Exactly the lines from the one with "In this picture, where can the black sunglasses" through the end of the records below are to be output, the first and last included, and no others.

Available records.
--

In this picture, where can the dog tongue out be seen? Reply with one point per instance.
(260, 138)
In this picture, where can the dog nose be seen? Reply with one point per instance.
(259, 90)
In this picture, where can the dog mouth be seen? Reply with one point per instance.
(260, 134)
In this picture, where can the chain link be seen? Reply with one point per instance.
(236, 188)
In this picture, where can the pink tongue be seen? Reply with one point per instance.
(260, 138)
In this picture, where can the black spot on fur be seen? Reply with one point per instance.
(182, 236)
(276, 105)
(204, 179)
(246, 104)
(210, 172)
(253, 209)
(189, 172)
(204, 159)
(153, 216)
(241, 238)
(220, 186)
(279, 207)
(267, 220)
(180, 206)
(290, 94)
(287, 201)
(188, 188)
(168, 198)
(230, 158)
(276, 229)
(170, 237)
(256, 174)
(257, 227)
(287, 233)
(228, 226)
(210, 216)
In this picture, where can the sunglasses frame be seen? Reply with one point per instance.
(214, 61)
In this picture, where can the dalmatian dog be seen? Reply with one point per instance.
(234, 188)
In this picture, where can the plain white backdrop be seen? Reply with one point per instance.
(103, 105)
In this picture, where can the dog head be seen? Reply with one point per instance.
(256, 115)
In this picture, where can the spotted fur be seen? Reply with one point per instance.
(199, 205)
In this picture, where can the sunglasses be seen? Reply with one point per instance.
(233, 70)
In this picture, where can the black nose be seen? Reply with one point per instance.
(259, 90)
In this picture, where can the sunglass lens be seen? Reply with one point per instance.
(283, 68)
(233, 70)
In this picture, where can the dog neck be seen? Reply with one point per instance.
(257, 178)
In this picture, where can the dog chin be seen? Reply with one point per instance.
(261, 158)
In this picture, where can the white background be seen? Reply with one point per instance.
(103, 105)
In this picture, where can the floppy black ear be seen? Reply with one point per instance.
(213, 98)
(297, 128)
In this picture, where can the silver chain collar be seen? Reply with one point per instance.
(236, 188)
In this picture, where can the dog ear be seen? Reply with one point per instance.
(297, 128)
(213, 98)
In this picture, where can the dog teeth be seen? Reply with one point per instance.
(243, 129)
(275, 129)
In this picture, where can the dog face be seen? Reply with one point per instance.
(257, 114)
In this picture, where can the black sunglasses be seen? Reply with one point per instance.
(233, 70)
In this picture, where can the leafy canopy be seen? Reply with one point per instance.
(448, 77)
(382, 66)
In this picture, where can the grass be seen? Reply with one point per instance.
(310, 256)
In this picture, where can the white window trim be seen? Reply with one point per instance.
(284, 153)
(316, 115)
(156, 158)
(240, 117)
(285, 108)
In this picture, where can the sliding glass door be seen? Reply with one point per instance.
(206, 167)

--

Completed exercise.
In this picture, where can the black sunglasses be seen? Reply with one point per instance.
(233, 70)
In this picture, where can the leafy canopy be seen? Reply with one point per instance.
(448, 77)
(382, 66)
In this picture, where can the grass be seen? Reply with one point per instance.
(310, 256)
In this picture, where can the white window trim be seen? Reply with one point per instance.
(284, 153)
(316, 115)
(156, 158)
(240, 117)
(285, 108)
In this picture, where can the sliding glass door be seen? Reply with one point per instance.
(206, 167)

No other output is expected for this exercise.